## YOUR TASKS
[1] Retype the part of the poem excerpt starting at "Saturday, June 18, 2022" and ending at "blood that forms.".
[2] In the poem excerpt, what was Sarvvis wrapped in when found?

::: ARTICLE

Saturday, June 18, 2022

Tasnuva Hayden, An Orchid Astronomy

 

Tumbling towards the centre of the galaxy, at the birth and death
place of millions of stars, it’s a little clot of blood that forms.

  

 

                                    I no longer associate sunshine with drowning.

 

 

            The ice is melting faster and faster now.

            Every year, faster, the orchid agrees.

 

 

On the morning they found Sarvvis wrapped in kelp and
seaweed, I’d caught a cold.
                                   
(“SCHOLARS AND REINDEER”)

::::::
::: DATASET ENTRIES

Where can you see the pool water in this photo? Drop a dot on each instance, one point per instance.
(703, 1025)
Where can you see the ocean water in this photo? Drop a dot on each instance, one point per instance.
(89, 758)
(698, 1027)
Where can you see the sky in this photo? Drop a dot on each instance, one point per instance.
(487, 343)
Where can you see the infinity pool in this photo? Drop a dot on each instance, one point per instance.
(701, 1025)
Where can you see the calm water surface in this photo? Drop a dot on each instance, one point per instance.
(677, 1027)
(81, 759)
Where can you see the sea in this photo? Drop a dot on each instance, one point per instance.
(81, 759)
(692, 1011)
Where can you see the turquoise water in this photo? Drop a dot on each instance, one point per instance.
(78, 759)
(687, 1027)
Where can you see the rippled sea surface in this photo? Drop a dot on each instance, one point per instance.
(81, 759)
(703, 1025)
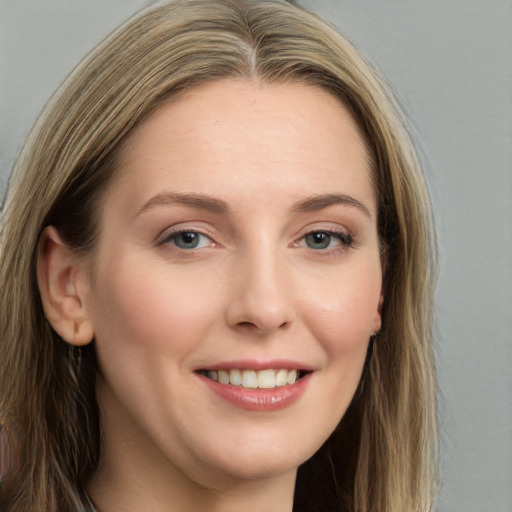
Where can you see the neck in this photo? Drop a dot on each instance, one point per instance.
(135, 476)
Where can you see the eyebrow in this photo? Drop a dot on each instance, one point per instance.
(205, 202)
(195, 200)
(320, 202)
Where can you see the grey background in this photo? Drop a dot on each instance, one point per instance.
(451, 63)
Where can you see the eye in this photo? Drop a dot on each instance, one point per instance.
(188, 240)
(321, 240)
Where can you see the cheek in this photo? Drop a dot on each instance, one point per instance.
(152, 314)
(342, 314)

::::::

## TASK-BY-TASK SOLUTIONS
[1]
Saturday, June 18, 2022

Tasnuva Hayden, An Orchid Astronomy

 

Tumbling towards the centre of the galaxy, at the birth and death
place of millions of stars, it’s a little clot of blood that forms.

[2] Kelp and seaweed.